» **Problem statement**
Would you please return the line containing "of the ornate" and all the lines after it through the end of the records below, unchanged and on their own?

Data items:
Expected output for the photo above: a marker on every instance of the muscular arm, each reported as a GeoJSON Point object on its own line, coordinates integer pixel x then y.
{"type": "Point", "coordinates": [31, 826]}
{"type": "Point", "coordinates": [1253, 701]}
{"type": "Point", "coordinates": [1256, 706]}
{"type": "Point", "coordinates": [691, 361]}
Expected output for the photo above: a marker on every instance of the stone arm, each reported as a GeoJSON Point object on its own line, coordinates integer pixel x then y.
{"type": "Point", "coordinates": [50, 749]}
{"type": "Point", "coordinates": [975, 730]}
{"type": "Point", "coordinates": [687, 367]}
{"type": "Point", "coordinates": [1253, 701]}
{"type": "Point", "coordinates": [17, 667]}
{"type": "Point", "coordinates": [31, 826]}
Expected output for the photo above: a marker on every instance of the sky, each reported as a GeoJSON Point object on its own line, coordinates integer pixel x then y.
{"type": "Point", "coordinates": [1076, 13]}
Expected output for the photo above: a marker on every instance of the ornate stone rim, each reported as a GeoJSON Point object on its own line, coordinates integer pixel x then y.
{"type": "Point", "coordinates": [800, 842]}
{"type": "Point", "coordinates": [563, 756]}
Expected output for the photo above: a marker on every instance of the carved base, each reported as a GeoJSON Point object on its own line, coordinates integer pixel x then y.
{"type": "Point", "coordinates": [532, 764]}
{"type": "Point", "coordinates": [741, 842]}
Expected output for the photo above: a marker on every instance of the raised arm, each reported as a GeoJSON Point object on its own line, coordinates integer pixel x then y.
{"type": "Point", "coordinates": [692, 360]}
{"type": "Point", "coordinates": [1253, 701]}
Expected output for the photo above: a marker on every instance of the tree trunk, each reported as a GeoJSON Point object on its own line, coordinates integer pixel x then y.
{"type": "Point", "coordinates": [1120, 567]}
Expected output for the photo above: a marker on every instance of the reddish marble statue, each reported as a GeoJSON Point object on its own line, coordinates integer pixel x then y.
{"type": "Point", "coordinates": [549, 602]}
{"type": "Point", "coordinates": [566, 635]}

» **Answer box**
Expected output for the photo above: a marker on every instance of the ornate stone rim, each reported as a GeoJSON Point object on its own line, coordinates integer pixel x then y.
{"type": "Point", "coordinates": [800, 842]}
{"type": "Point", "coordinates": [563, 756]}
Expected output for the photo above: a marker on every instance of the carved base, each reported as a GeoJSON Point object on its own line, coordinates integer pixel x then y.
{"type": "Point", "coordinates": [532, 764]}
{"type": "Point", "coordinates": [741, 842]}
Expected output for the photo above: a marker on every instance of the raised arm, each reported as a GeoJSON Point object on its own line, coordinates integer pixel x then y.
{"type": "Point", "coordinates": [692, 360]}
{"type": "Point", "coordinates": [1253, 701]}
Expected output for the photo above: a marker on every instance of the tree trunk, each reported as a GeoJSON Point object on its own line, coordinates integer pixel x then y.
{"type": "Point", "coordinates": [1120, 567]}
Expected output for the photo above: a marker on every instance of the reddish marble statue, each reported as a GeoJSON Point object on its own line, coordinates integer pixel x then y.
{"type": "Point", "coordinates": [549, 602]}
{"type": "Point", "coordinates": [566, 635]}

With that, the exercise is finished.